** BEGIN The records **

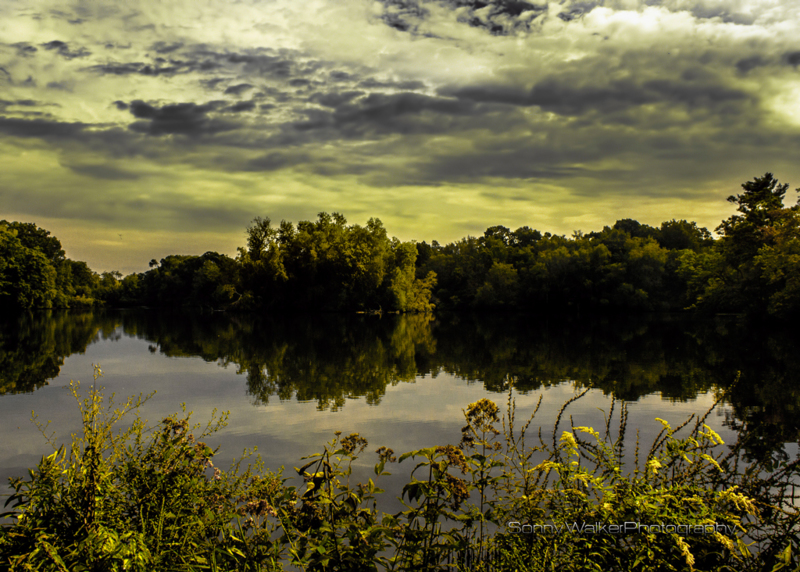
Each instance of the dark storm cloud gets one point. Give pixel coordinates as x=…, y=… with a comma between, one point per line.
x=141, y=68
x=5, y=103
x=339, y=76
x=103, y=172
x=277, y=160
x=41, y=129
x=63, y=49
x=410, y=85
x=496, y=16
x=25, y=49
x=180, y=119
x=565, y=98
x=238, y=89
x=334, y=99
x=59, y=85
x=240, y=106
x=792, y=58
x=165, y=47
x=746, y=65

** END The records **
** BEGIN The records **

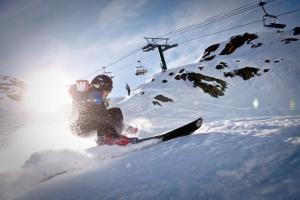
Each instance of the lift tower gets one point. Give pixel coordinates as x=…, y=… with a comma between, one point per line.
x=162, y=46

** END The records **
** BEGIN The records **

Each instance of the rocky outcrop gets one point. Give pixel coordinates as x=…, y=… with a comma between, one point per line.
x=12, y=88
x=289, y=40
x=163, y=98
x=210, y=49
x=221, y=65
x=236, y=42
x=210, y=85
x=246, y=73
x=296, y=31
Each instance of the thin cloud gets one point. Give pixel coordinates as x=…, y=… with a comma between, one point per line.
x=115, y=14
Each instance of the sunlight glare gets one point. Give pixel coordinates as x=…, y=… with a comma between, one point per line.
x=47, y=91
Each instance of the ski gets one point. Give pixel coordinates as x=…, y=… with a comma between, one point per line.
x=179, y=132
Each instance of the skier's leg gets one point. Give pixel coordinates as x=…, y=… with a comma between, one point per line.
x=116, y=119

** END The records **

Aim: Swap "pixel coordinates" for "image coordinates" in the material, starting at the line that has "Each instance of the thin" and ending with the line that has "x=179, y=132". Return only those lines, with nothing else changed.

Response for this exercise:
Each instance of the thin cloud gets one point. Give image coordinates as x=…, y=… with a comma between, one point per line.
x=115, y=14
Each instance of the sunlight glare gets one point. Give image coordinates as x=…, y=… with a comma between, one point per line.
x=47, y=91
Each instance of the ski gets one point. Give image coordinates as x=…, y=… with a comma between, one point per line.
x=179, y=132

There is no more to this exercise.